Problem details ->
Render the lines from the line containing "Whereabouts is the wooden utility" through the line containing "106,356 -> 508,404", both included, as a JSON list of strings with one string per line. Omit blank lines and pictures.

Records provided ->

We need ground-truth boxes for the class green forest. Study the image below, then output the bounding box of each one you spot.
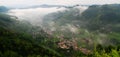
[0,4,120,57]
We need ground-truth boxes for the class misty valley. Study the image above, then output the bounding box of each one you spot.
[0,4,120,57]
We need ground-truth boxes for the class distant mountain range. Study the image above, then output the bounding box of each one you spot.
[13,4,89,9]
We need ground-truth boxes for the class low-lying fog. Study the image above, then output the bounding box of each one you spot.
[8,6,87,25]
[8,7,65,24]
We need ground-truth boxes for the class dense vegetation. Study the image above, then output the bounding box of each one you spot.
[0,4,120,57]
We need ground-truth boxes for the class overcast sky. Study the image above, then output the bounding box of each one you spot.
[0,0,120,6]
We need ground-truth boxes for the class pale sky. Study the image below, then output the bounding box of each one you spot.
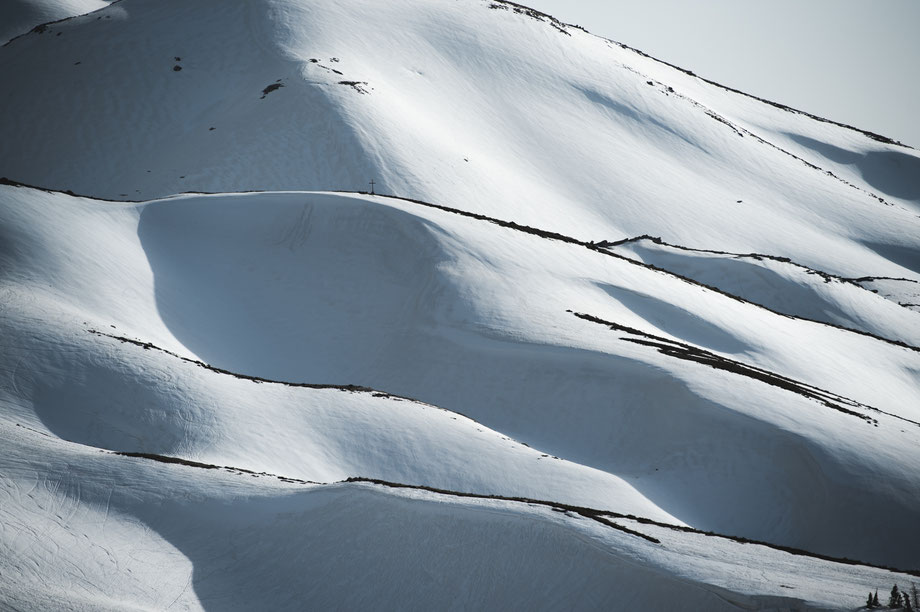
[521,0,920,148]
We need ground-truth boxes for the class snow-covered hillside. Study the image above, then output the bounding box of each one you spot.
[0,0,920,610]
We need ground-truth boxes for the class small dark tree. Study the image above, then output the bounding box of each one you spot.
[888,585,901,608]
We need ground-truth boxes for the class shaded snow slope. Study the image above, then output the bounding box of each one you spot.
[0,0,920,610]
[0,0,920,279]
[609,237,920,347]
[0,186,920,566]
[0,0,112,44]
[0,424,909,610]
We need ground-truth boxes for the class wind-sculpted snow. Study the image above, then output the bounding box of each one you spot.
[3,186,920,566]
[607,237,920,347]
[0,0,920,610]
[0,0,920,280]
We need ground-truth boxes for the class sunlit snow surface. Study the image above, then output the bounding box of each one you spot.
[0,0,920,610]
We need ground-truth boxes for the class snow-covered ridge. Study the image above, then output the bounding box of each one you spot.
[0,0,920,609]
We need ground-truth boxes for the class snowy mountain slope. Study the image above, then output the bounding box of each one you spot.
[0,186,920,566]
[608,237,920,347]
[0,0,111,44]
[0,0,920,279]
[0,0,920,609]
[0,425,911,610]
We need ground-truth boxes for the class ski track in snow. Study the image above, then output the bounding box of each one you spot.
[0,0,920,610]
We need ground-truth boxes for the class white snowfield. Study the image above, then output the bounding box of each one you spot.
[0,0,920,610]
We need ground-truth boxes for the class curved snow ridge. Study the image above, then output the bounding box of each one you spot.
[368,192,920,352]
[37,432,920,577]
[0,177,920,352]
[0,428,910,610]
[0,0,122,46]
[0,0,920,276]
[605,235,920,351]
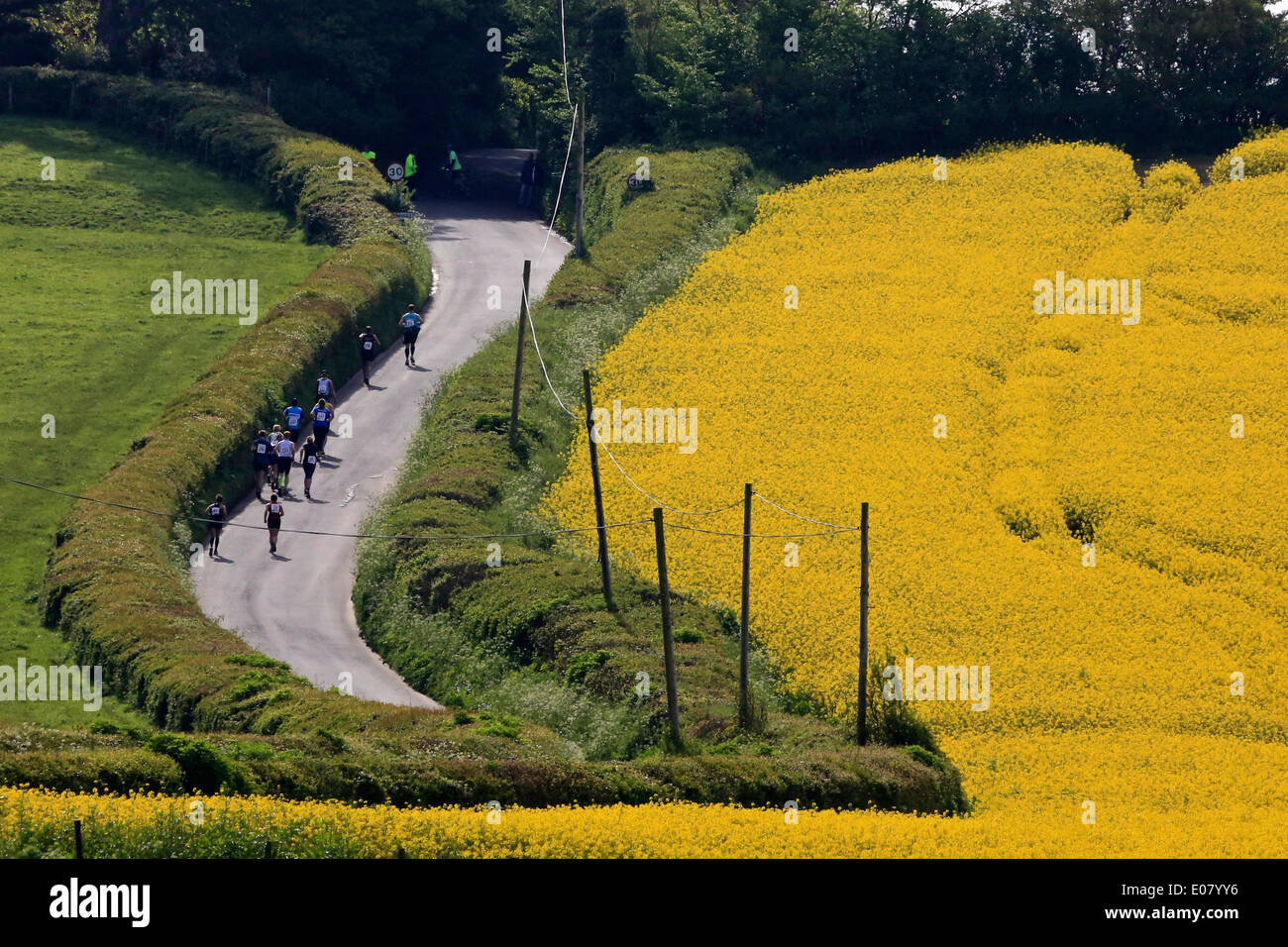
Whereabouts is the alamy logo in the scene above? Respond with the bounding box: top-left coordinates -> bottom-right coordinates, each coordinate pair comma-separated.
881,657 -> 988,710
152,269 -> 259,326
49,878 -> 152,927
0,657 -> 103,711
590,401 -> 698,454
1033,269 -> 1140,326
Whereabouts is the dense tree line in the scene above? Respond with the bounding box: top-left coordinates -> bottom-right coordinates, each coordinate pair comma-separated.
0,0 -> 1288,173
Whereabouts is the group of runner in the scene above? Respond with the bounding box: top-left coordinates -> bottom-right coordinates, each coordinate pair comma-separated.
205,304 -> 421,558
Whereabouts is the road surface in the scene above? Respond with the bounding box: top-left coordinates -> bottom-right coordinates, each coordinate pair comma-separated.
192,150 -> 570,707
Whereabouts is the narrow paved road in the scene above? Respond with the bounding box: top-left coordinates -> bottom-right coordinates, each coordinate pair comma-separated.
192,150 -> 570,707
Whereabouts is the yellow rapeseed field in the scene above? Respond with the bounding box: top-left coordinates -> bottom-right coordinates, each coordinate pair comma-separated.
0,134 -> 1288,857
549,134 -> 1288,856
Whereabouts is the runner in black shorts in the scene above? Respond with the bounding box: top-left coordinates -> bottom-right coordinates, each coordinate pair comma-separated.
358,326 -> 380,388
309,398 -> 334,458
277,434 -> 295,489
250,430 -> 274,500
206,493 -> 228,559
300,437 -> 319,500
398,303 -> 420,368
265,493 -> 284,553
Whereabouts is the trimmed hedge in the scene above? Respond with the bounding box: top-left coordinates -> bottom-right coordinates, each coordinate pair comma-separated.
0,733 -> 963,813
0,68 -> 430,732
0,77 -> 961,810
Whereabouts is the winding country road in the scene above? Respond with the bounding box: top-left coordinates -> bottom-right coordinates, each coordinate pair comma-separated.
192,150 -> 570,707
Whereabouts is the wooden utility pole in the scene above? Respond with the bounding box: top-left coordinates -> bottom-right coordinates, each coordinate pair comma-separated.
576,91 -> 587,257
738,483 -> 751,729
510,261 -> 532,451
581,368 -> 617,612
653,506 -> 684,751
859,502 -> 868,746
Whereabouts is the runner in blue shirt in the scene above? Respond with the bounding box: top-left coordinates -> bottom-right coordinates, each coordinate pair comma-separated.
282,398 -> 304,434
398,303 -> 420,368
300,437 -> 321,500
309,398 -> 332,458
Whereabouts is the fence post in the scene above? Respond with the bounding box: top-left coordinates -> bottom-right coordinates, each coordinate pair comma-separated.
510,261 -> 532,451
653,506 -> 684,751
738,483 -> 751,729
859,502 -> 870,746
581,368 -> 617,612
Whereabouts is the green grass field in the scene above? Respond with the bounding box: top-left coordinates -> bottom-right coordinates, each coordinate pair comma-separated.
0,116 -> 329,725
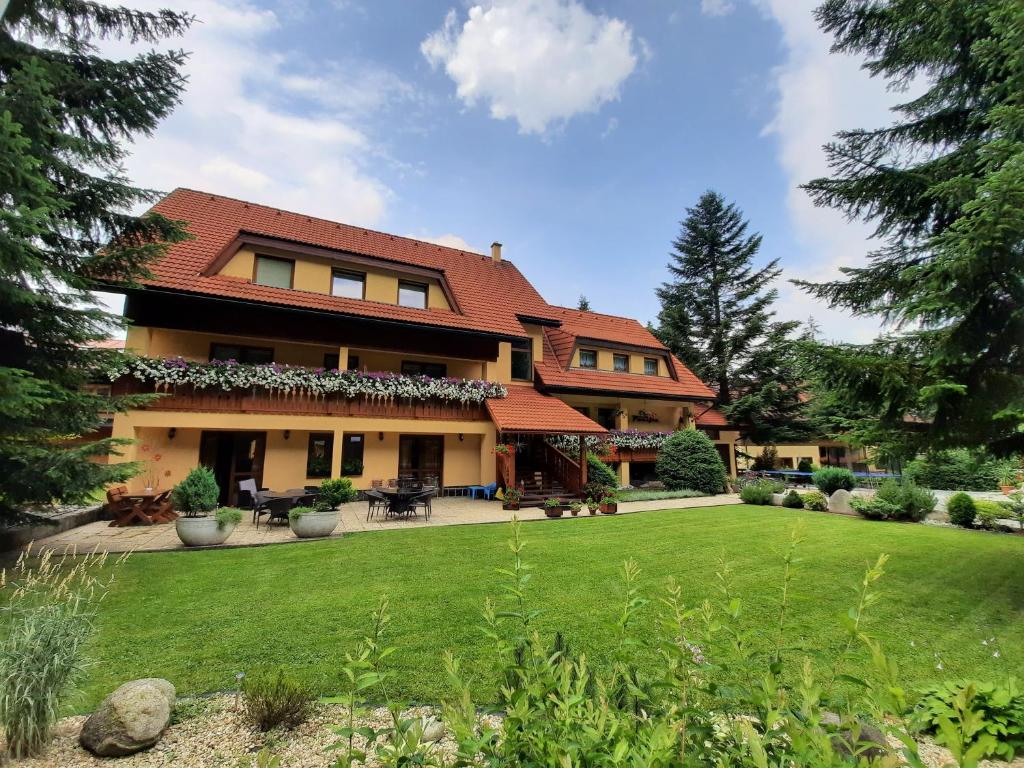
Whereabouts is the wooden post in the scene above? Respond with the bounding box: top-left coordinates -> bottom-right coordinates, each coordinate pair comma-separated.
580,434 -> 587,494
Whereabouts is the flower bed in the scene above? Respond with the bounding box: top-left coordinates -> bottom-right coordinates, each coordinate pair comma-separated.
106,356 -> 508,404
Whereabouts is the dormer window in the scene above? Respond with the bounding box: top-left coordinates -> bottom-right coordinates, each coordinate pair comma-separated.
253,256 -> 295,288
331,269 -> 367,299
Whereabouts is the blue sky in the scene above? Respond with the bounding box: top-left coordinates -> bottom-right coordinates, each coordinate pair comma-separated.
108,0 -> 890,340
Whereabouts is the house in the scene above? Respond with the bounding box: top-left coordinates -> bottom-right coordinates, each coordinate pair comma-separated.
105,189 -> 735,503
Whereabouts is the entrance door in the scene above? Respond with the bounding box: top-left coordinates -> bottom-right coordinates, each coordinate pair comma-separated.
199,432 -> 266,506
398,434 -> 444,482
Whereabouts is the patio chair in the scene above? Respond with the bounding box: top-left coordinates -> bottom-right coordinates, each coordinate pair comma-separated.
366,488 -> 388,522
256,499 -> 292,528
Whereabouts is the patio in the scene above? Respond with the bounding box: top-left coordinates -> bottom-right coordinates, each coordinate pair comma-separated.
33,494 -> 739,552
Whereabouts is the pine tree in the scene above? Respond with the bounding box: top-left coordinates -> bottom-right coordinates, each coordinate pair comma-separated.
657,191 -> 804,442
799,0 -> 1024,456
0,0 -> 191,519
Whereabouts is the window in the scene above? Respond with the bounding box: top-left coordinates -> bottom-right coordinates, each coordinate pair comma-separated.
306,432 -> 334,477
341,434 -> 364,475
331,269 -> 367,299
210,344 -> 273,364
512,339 -> 534,381
401,360 -> 447,379
254,256 -> 295,288
398,280 -> 427,309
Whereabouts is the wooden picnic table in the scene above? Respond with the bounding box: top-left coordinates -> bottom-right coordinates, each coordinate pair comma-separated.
111,489 -> 178,527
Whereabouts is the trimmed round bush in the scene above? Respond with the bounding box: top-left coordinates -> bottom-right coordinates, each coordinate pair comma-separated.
171,467 -> 220,517
946,493 -> 978,528
782,490 -> 804,509
804,490 -> 828,512
654,429 -> 725,494
811,467 -> 857,496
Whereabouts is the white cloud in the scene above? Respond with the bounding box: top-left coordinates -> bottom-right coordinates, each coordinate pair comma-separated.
407,231 -> 483,253
420,0 -> 643,133
755,0 -> 895,341
112,0 -> 416,225
700,0 -> 736,16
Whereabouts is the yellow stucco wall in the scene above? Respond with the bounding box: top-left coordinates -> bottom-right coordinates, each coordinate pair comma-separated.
220,249 -> 452,309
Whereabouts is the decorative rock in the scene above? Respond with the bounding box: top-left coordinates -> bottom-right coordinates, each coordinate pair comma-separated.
821,712 -> 889,760
79,678 -> 175,758
828,488 -> 855,515
421,716 -> 444,742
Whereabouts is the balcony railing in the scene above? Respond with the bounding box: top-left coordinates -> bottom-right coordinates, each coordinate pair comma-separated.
114,377 -> 487,421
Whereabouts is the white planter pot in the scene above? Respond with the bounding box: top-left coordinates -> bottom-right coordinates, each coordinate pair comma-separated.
288,509 -> 341,539
174,515 -> 234,547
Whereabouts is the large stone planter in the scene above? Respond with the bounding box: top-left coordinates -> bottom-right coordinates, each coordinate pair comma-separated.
288,509 -> 341,539
174,515 -> 234,547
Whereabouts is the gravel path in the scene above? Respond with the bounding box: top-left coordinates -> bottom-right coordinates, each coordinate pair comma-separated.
13,695 -> 1024,768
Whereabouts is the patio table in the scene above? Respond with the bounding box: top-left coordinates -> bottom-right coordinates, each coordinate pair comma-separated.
376,485 -> 435,516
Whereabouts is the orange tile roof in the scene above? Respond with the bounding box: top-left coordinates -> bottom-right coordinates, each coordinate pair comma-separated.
696,408 -> 729,427
534,331 -> 715,399
486,385 -> 607,434
141,188 -> 555,337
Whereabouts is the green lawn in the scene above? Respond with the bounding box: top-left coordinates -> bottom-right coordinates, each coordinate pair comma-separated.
80,506 -> 1024,707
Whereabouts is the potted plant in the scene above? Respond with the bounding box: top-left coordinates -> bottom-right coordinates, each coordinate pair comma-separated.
288,503 -> 340,539
171,467 -> 242,547
999,469 -> 1017,496
544,497 -> 565,517
502,486 -> 522,509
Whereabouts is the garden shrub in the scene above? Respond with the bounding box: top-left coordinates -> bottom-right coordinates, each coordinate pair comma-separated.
587,451 -> 618,488
974,499 -> 1009,530
0,551 -> 124,758
655,429 -> 725,494
316,477 -> 359,509
242,670 -> 315,731
804,490 -> 828,512
739,480 -> 775,505
874,480 -> 936,521
811,467 -> 857,496
171,467 -> 220,517
850,496 -> 903,520
903,449 -> 1020,490
946,492 -> 977,528
782,490 -> 804,509
913,677 -> 1024,765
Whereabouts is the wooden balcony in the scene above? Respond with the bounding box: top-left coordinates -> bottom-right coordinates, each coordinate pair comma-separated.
114,378 -> 488,421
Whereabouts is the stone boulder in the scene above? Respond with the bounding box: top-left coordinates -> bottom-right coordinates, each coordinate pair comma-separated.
828,488 -> 857,515
78,678 -> 175,758
821,712 -> 889,760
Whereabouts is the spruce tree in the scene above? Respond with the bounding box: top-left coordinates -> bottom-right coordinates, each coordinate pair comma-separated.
657,191 -> 805,442
799,0 -> 1024,458
0,0 -> 191,519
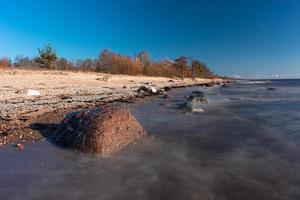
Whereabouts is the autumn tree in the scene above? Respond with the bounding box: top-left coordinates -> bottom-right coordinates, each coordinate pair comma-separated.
36,44 -> 57,69
0,57 -> 11,69
96,49 -> 115,72
192,60 -> 214,78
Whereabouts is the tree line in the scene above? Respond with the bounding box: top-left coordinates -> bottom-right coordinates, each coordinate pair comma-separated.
0,45 -> 215,78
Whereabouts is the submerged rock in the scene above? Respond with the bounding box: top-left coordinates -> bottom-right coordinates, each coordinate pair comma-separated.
221,83 -> 230,88
267,87 -> 276,91
53,107 -> 147,156
164,86 -> 172,92
138,85 -> 159,94
178,91 -> 208,112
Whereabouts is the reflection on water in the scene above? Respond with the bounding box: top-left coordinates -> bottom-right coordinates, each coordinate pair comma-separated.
0,81 -> 300,200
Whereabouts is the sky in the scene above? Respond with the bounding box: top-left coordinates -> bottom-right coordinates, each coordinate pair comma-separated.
0,0 -> 300,78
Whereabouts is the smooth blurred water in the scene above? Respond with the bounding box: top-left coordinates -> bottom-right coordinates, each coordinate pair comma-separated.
0,80 -> 300,200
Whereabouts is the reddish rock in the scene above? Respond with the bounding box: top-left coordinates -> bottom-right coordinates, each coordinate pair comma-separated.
54,107 -> 147,155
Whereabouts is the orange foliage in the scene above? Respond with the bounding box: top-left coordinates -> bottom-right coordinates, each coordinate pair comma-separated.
0,58 -> 11,69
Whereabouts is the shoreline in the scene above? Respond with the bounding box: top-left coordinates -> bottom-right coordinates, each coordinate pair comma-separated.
0,70 -> 233,146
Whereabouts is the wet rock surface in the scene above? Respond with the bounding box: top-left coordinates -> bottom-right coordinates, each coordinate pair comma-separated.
52,107 -> 147,156
178,91 -> 208,112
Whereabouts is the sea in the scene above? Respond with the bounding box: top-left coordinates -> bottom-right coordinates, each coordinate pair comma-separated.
0,79 -> 300,200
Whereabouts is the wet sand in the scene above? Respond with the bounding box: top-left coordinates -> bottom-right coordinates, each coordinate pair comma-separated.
0,70 -> 228,146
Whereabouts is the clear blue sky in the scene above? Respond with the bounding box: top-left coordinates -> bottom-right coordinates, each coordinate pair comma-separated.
0,0 -> 300,77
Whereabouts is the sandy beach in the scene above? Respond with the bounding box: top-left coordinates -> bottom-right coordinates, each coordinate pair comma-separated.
0,70 -> 228,144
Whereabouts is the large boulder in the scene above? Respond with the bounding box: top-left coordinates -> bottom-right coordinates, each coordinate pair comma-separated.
53,107 -> 147,156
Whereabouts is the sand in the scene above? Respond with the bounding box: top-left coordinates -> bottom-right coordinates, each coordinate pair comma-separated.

Solution to this exercise ->
[
  "Whereabouts is the wooden utility pole in the scene above? Respond with the bounding box: top-left coordinates -> bottom-right coordinates, each coordinate pair comma-separated.",
  "576,91 -> 587,257",
  "738,483 -> 751,729",
  "510,261 -> 532,451",
  "581,368 -> 617,612",
  "653,506 -> 684,751",
  "859,502 -> 868,746",
  "Whereabouts is the runner in blue shirt in the scene above? Respond with the bounding box: top-left coordinates -> bottom-right coordinates, each coordinate pair comma-separated.",
  "282,398 -> 304,434",
  "398,303 -> 420,368",
  "300,437 -> 321,500",
  "309,398 -> 332,458",
  "Whereabouts is the fence post in the scene above? Respond with the bounding box: top-left coordinates -> bottom-right coordinates, each coordinate pair comma-separated.",
  "510,261 -> 532,451",
  "653,506 -> 684,751",
  "738,483 -> 751,729",
  "859,502 -> 870,746",
  "581,368 -> 617,612",
  "Whereabouts is the green grass field in the scene above? Respond with the bounding box: top-left coordinates -> bottom-right coordinates, each coordinate pair comma-separated.",
  "0,116 -> 329,725",
  "Whereabouts is the wooden post in the scene above? Respond with the bounding box: top-left coordinates -> bottom-right coordinates, each coordinate pair comma-separated.",
  "580,434 -> 587,494",
  "Whereabouts is the flower bed in the scene above? Respond with the bounding box: top-left coordinates -> bottom-right coordinates, each coordinate pair comma-separated.",
  "106,356 -> 508,404"
]